What the task requires
Please rewrite the part of the article about Ryan Troutman's recovery from "The chaplain greeted" up to and including "stories through documentaries.", swapping "mirror" for "window".

Document passage
A Jacksonville man who survived a near-fatal crash more than a decade ago has launched a mission to inspire other people with traumatic brain injuries.

JACKSONVILLE, Fla. - A Jacksonville man who survived a near-fatal car crash more than a decade ago has launched a mission to inspire other people with traumatic brain injuries.

Ryan Troutman was involved in a near-fatal car crash in 2007. The then-16-year-old hopped into his best friend’s new car to see live music downtown.

“On the drive home, just out of pure excitement, my best friend decided to do over 100 miles an hour over a small bridge, into a wall, and I was not wearing a seatbelt,” Troutman said.

The chaplain greeted Troutman’s parents when they arrived at the hospital. Doctors didn’t expect him to survive.

He did survive, but Troutman had to re-learn everything; his name, how to walk, how to eat.

One day, looking in the mirror at his scratches and scars, he made a promise to himself.

“I looked at myself and said ‘this is not going to be me. And this is not how my story’s going to end,’” Troutman said.

Troutman wrote and published a book about his journey, titled “Second Chance.” He found the experience so rewarding, he launched the nonprofit “Second Chance Story” to help others with traumatic brain injuries share their stories through documentaries.

“That’s what we’re all living,” Troutman said of people with TBIs. “Our second chance.”

The first documentary, profiling Michael Sellars and his father, Joe, started filming Wednesday.

“I don’t remember anything about…about that car, about anything of the wreck, nothing,” Michael Sellar said. He was 24 years old when he crashed his car in 2009.

“He had passed someone,” Joe Sellars said. “And when he got back into the other lane, for whatever reason his car yawed one way and he overcorrected and slid sideways into a concrete utility pole.”

Sellars was in a coma, followed by a persistent vegetative state. He was given a five-to-10 percent chance of waking up.

"Really just coming to grips with the fact that the world as we had known it had profoundly changed,” Joe said.

It’s been a long road for Joe and Michael, and no one can relate more than Troutman.

That’s why Troutman wants to share these stories. To give hope to others when even the smallest task seems insurmountable.

“There is somebody else out there that’s facing the same challenges that you do every single day,” Troutman said. “Here’s how I’m coping with it. Here’s how I found a way out.”

Troutman attributed his ability to start Second Chance Story to support from the community, especially Mad Men Marketing and Brooks Rehabilitation.

Record set
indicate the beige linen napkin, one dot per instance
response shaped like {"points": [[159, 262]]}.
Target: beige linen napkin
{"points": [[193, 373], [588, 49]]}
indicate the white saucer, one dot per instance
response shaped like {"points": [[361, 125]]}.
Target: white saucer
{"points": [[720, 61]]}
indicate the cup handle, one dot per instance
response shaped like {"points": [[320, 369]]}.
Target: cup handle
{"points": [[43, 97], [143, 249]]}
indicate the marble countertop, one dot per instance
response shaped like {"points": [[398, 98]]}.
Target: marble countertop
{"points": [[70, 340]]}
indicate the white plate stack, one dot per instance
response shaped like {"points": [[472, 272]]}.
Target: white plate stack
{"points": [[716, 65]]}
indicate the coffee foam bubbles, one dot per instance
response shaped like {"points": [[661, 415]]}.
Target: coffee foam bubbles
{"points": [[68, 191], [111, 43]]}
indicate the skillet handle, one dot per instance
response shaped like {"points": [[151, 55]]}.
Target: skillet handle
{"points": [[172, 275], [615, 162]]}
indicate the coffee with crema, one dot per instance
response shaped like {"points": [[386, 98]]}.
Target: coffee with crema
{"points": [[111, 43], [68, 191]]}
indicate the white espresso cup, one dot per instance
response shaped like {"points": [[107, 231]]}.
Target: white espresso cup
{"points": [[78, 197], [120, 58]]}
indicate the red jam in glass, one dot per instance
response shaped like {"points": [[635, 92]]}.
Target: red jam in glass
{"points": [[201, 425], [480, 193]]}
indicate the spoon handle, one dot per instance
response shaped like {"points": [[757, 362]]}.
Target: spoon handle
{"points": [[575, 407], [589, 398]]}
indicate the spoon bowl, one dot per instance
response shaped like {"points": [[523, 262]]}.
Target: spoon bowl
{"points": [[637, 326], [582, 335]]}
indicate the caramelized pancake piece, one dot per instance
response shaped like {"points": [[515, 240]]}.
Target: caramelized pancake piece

Expected answer
The chaplain greeted Troutman’s parents when they arrived at the hospital. Doctors didn’t expect him to survive.

He did survive, but Troutman had to re-learn everything; his name, how to walk, how to eat.

One day, looking in the window at his scratches and scars, he made a promise to himself.

“I looked at myself and said ‘this is not going to be me. And this is not how my story’s going to end,’” Troutman said.

Troutman wrote and published a book about his journey, titled “Second Chance.” He found the experience so rewarding, he launched the nonprofit “Second Chance Story” to help others with traumatic brain injuries share their stories through documentaries.